== Exercise task ==
In the records below, rewrite the stretch from the line containing "y=441, one point per instance." through the line containing "x=723, y=265", putting "exercise" wherever "drill" appears and leaving everything else unchanged.

++++++++

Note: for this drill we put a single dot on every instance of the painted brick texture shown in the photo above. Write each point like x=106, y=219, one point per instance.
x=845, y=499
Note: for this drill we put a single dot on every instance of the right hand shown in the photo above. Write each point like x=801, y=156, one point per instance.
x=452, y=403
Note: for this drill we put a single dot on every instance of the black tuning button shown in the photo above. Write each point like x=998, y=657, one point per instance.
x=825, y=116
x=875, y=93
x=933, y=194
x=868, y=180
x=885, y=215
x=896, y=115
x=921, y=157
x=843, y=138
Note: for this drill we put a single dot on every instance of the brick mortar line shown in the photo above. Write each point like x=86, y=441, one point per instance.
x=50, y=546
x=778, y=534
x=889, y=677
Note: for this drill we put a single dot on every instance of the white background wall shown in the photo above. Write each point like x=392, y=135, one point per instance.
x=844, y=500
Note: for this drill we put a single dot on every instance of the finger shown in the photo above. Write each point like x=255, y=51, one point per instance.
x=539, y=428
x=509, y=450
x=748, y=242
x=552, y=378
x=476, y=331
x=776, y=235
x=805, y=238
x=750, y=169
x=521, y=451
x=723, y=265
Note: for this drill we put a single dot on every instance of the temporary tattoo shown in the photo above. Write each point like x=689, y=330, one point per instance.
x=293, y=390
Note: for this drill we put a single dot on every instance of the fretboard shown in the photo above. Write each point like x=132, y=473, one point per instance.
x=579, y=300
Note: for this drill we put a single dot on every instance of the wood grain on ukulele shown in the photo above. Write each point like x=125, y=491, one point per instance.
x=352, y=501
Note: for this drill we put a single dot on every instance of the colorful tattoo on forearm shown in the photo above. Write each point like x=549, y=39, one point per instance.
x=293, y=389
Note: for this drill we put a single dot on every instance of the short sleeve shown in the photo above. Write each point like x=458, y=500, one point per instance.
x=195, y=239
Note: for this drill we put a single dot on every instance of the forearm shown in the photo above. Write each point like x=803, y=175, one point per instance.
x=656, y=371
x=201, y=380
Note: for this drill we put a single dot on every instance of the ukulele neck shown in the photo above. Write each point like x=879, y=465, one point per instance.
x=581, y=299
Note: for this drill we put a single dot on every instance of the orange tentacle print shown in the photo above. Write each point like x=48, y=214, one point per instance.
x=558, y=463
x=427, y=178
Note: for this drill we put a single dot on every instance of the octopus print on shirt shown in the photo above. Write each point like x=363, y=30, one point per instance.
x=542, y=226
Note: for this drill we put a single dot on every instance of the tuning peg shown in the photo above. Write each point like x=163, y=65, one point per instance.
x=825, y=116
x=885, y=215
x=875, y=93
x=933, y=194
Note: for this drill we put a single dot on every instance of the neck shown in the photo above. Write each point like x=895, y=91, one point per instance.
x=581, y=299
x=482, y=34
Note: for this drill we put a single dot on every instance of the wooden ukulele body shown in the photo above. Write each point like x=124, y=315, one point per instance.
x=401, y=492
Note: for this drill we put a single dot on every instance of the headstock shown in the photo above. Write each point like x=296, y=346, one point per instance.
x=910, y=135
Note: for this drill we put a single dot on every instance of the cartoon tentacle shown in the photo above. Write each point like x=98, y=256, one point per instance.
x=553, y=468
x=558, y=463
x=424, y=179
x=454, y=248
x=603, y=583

++++++++

== Exercise answer ==
Note: for this exercise we put a single dot on every instance of the brick mortar line shown in the photo above. Write each point like x=86, y=441, one point per instance.
x=50, y=546
x=778, y=534
x=889, y=677
Note: for this exercise we put a single dot on every instance of the white background wall shown in the photo above. Write each point like x=392, y=135, one point per instance.
x=844, y=500
Note: for this exercise we put a single dot on every instance of the finger shown in the photo above. Write each point like x=255, y=51, one point per instance.
x=539, y=428
x=509, y=450
x=748, y=242
x=552, y=378
x=476, y=331
x=776, y=235
x=805, y=238
x=750, y=169
x=521, y=451
x=723, y=265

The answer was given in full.